• **RECORDS FOR PROCESSING**
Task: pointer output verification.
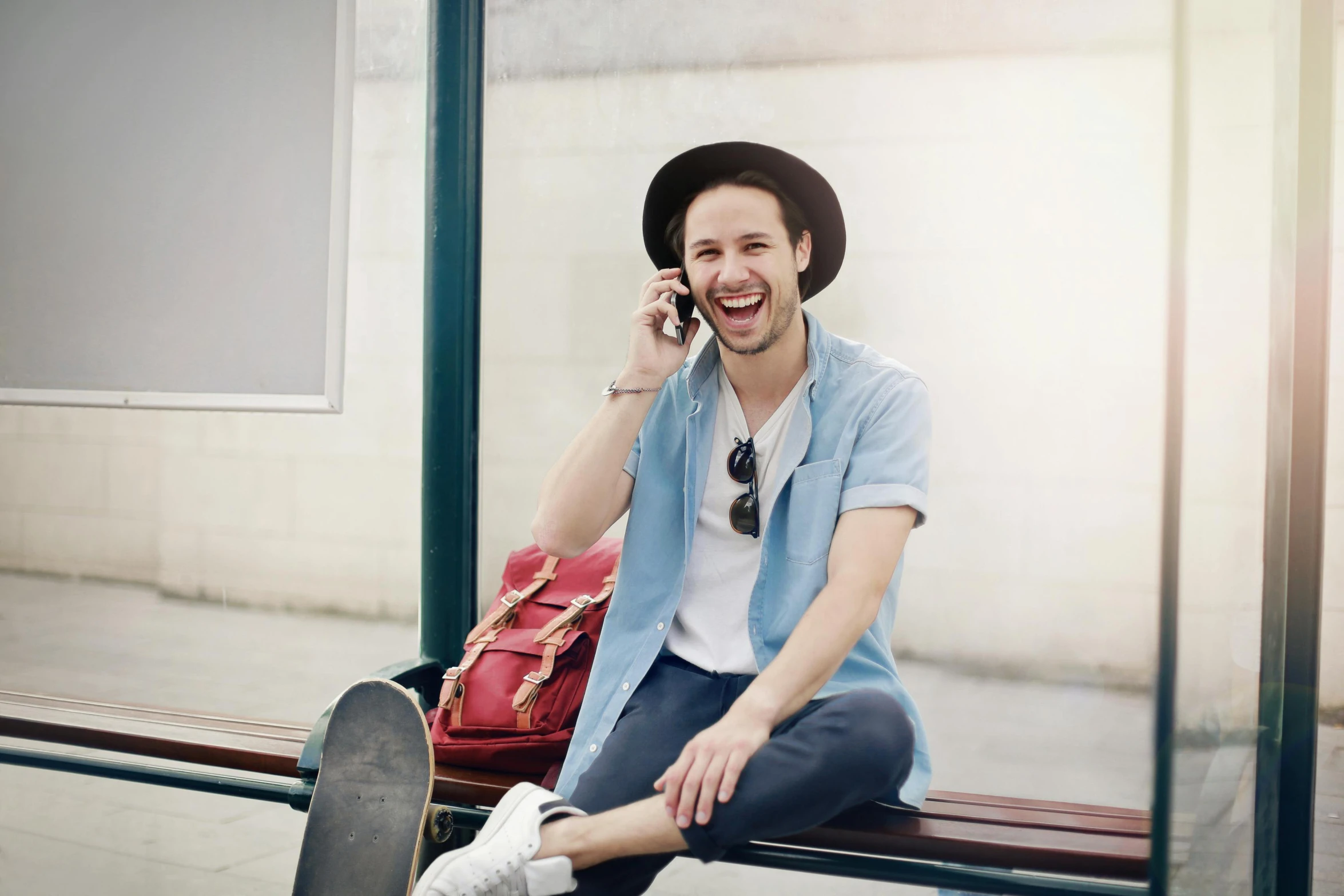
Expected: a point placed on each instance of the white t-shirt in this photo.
(710, 628)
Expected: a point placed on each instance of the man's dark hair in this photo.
(793, 220)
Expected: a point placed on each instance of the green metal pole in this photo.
(452, 327)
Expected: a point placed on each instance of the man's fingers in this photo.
(731, 771)
(673, 781)
(655, 289)
(709, 787)
(690, 790)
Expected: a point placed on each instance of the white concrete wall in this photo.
(279, 509)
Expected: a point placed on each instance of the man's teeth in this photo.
(741, 301)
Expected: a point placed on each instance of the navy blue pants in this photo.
(831, 755)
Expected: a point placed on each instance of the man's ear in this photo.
(803, 252)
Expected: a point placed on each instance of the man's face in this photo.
(742, 268)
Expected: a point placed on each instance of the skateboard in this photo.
(374, 783)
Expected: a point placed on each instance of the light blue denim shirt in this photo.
(859, 439)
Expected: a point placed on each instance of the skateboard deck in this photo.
(374, 783)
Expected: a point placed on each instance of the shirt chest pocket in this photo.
(813, 501)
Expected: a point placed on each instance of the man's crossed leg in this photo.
(832, 754)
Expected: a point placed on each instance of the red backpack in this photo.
(512, 702)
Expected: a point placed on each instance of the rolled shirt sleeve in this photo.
(889, 465)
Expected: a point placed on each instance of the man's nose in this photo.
(734, 270)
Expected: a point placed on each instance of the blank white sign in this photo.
(174, 202)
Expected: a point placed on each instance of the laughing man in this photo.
(743, 687)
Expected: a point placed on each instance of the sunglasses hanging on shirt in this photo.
(743, 513)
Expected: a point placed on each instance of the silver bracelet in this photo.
(612, 390)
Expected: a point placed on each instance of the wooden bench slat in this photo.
(1008, 802)
(132, 710)
(873, 831)
(1034, 817)
(246, 744)
(975, 829)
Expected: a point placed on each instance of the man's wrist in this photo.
(757, 708)
(639, 381)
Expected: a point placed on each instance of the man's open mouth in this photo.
(741, 309)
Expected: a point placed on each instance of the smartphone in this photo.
(685, 308)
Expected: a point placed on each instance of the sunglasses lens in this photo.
(742, 463)
(742, 515)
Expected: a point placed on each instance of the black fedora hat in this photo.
(693, 170)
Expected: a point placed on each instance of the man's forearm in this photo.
(588, 489)
(823, 639)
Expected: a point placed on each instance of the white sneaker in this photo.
(499, 862)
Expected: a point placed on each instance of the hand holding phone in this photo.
(685, 308)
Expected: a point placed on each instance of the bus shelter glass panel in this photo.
(1230, 53)
(1328, 866)
(1004, 179)
(242, 563)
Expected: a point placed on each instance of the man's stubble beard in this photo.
(781, 316)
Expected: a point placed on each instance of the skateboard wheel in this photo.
(439, 824)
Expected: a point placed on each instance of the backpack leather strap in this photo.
(502, 614)
(570, 616)
(553, 636)
(487, 631)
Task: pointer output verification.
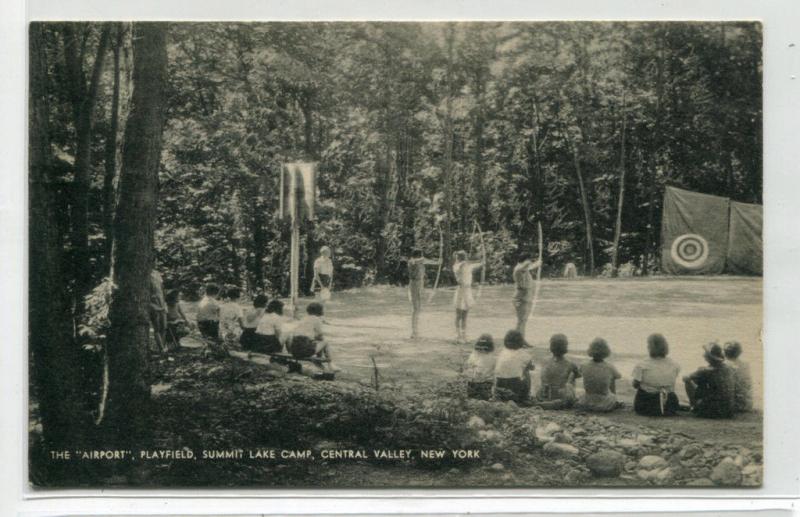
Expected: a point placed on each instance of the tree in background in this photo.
(134, 230)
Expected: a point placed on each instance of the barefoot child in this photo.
(711, 389)
(599, 380)
(308, 340)
(231, 317)
(208, 312)
(512, 370)
(479, 369)
(558, 377)
(270, 328)
(177, 323)
(463, 300)
(743, 380)
(416, 283)
(249, 340)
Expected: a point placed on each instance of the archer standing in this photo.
(323, 275)
(416, 283)
(463, 300)
(525, 289)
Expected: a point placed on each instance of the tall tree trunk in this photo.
(621, 195)
(109, 196)
(587, 209)
(448, 147)
(134, 225)
(83, 99)
(311, 154)
(55, 362)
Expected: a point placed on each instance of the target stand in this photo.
(690, 251)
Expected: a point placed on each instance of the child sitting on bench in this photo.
(270, 329)
(208, 312)
(249, 340)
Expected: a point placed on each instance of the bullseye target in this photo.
(690, 251)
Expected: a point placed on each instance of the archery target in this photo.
(690, 251)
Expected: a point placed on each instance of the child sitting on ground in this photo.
(654, 380)
(479, 369)
(599, 380)
(249, 339)
(208, 313)
(177, 323)
(743, 383)
(711, 389)
(512, 369)
(558, 377)
(308, 340)
(270, 328)
(231, 318)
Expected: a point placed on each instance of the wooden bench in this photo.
(295, 364)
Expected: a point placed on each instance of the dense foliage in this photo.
(418, 127)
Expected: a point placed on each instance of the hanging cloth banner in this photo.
(298, 189)
(694, 233)
(745, 245)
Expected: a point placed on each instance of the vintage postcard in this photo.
(380, 255)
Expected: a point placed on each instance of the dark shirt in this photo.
(715, 394)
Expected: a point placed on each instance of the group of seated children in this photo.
(263, 329)
(717, 391)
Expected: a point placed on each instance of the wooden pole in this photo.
(620, 198)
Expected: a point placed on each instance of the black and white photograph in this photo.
(461, 254)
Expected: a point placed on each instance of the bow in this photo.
(538, 272)
(441, 259)
(477, 226)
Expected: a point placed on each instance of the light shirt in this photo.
(270, 324)
(557, 372)
(480, 366)
(252, 317)
(523, 280)
(323, 266)
(654, 374)
(416, 270)
(511, 363)
(309, 326)
(463, 272)
(208, 309)
(598, 377)
(157, 301)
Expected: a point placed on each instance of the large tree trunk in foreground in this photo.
(109, 197)
(620, 197)
(129, 390)
(54, 364)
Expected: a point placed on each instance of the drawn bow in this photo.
(538, 272)
(441, 259)
(477, 226)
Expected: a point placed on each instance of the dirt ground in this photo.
(375, 322)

• **EXERCISE DESCRIPTION**
Copy every one of the entries above word for word, omitting the pictures.

• **OUTPUT**
Task: pointer output verification.
Expected: a point placed on each instance of the white t-shirt in this photo.
(710, 628)
Expected: a point placed on each instance of the man's dark hair in this photo.
(793, 220)
Expected: a point placed on each instance of the green metal pole in this photo.
(452, 327)
Expected: a point placed on each instance of the man's fingers in this photo.
(731, 771)
(673, 781)
(655, 289)
(709, 787)
(690, 790)
Expected: a point placed on each instance of the white concrete wall in this photo.
(279, 509)
Expected: a point placed on each instance of the man's teeth in this photo.
(741, 301)
Expected: a point placed on each instance of the navy blue pants in this photo.
(831, 755)
Expected: a point placed on each instance of the man's ear in this photo.
(803, 252)
Expected: a point placed on each instance of the man's face in this photo.
(742, 268)
Expected: a point placed on each instance of the skateboard in this photo.
(374, 783)
Expected: a point placed on each instance of the light blue denim shirt in this photo.
(859, 439)
Expected: a point placed on each instance of the skateboard deck in this photo.
(374, 783)
Expected: a point placed on each instance of the shirt chest pocket in this photo.
(813, 501)
Expected: a point placed on each instance of the man's crossed leg in this photo.
(832, 754)
Expected: a point placed on each instance of the red backpack in this photo.
(512, 702)
Expected: a point placed on each instance of the rolled shirt sleeve in this photo.
(889, 465)
Expected: a point placed on each instance of the man's nose in this photo.
(734, 270)
Expected: a point placed on each instance of the blank white sign in this photo.
(174, 202)
Expected: a point placed on each instance of the laughing man in this photo.
(743, 687)
Expected: a point placed on each instance of the sunglasses hanging on shirt in this photo.
(743, 513)
Expected: a point placed on each instance of the silver bracelet in this photo.
(612, 390)
Expected: a point placed on each instance of the wooden bench slat in this photo.
(1008, 802)
(132, 710)
(873, 831)
(1034, 817)
(246, 744)
(975, 829)
Expected: a point placed on each instance of the man's wrist in this photo.
(757, 708)
(639, 381)
Expected: a point placed on each instance of the man's open mouth in this photo.
(741, 309)
Expected: a point placed on each instance of the smartphone in this photo.
(685, 308)
Expected: a point placed on each instance of the sunglasses lens in this photo.
(742, 463)
(742, 515)
Expected: a point placed on each instance of the black fedora hat in this photo.
(693, 170)
Expected: a point placed on each instance of the man's forearm in this photo.
(588, 489)
(823, 639)
Expected: a point placed on each instance of the white sneaker in this photo.
(499, 862)
Expected: a point placed on each instance of the hand holding phone in this photo.
(685, 308)
Expected: a point placed on each instance of the bus shelter glass panel in this photo.
(1230, 53)
(1328, 866)
(1004, 179)
(242, 563)
Expected: a point placed on each instance of the man's stubble beard in this photo.
(781, 316)
Expected: a point placed on each instance of the skateboard wheel in this photo.
(439, 824)
Expected: a point placed on each instance of the backpack leather strap in this photo.
(502, 614)
(570, 616)
(553, 636)
(487, 631)
Task: pointer output verification.
Expected: a point placed on each instance of the tree in background in this photo.
(134, 230)
Expected: a point placed on each instance of the barefoot child in this photo.
(711, 389)
(599, 380)
(308, 340)
(231, 317)
(208, 312)
(512, 370)
(479, 369)
(558, 377)
(270, 328)
(177, 323)
(463, 300)
(743, 380)
(416, 283)
(249, 340)
Expected: a point placed on each instance of the archer standing in this photo.
(323, 275)
(416, 283)
(463, 300)
(525, 289)
Expected: a point placed on each instance of the tall tree trunk in this photo.
(621, 195)
(109, 196)
(587, 209)
(448, 147)
(134, 225)
(83, 99)
(311, 154)
(55, 362)
Expected: a point placed on each instance of the target stand in this photo.
(690, 251)
Expected: a point placed on each instance of the child sitting on bench in this photo.
(270, 329)
(208, 312)
(249, 340)
Expected: a point placed on each instance of the bullseye target in this photo.
(690, 251)
Expected: a point placed on each instance of the archery target in this photo.
(690, 251)
Expected: a point placed on each instance of the child sitting on ground in this photo.
(654, 380)
(479, 369)
(599, 380)
(249, 339)
(208, 313)
(177, 323)
(743, 383)
(711, 389)
(512, 369)
(558, 377)
(308, 340)
(270, 328)
(231, 318)
Expected: a point placed on each instance of the wooden bench in this photo.
(295, 364)
Expected: a point placed on each instance of the dense foliage in this photo.
(418, 127)
Expected: a point placed on each instance of the hanging cloth banner in this photo.
(298, 189)
(694, 233)
(745, 245)
Expected: a point placed on each instance of the vintage postcard in this photo.
(380, 255)
Expected: a point placed on each instance of the dark shirt in this photo.
(715, 394)
Expected: a point placed on each instance of the group of seated children in this photo.
(263, 329)
(717, 391)
Expected: a point placed on each instance of the wooden pole in this photo.
(620, 198)
Expected: a point placed on each instance of the black and white photograph in this photo.
(461, 254)
Expected: a point placed on each instance of the bow in this photo.
(538, 272)
(441, 259)
(477, 226)
Expected: a point placed on each instance of the light shirt in this photo.
(270, 324)
(557, 372)
(480, 366)
(252, 317)
(523, 280)
(323, 266)
(654, 374)
(416, 270)
(511, 363)
(309, 326)
(463, 272)
(208, 309)
(598, 377)
(157, 301)
Expected: a point placed on each instance of the large tree trunk in foreground in this photo.
(109, 197)
(620, 197)
(129, 390)
(54, 364)
Expected: a point placed on each instance of the drawn bow in this photo.
(538, 272)
(441, 259)
(477, 226)
Expected: a point placed on each instance of the dirt ground in this photo.
(375, 322)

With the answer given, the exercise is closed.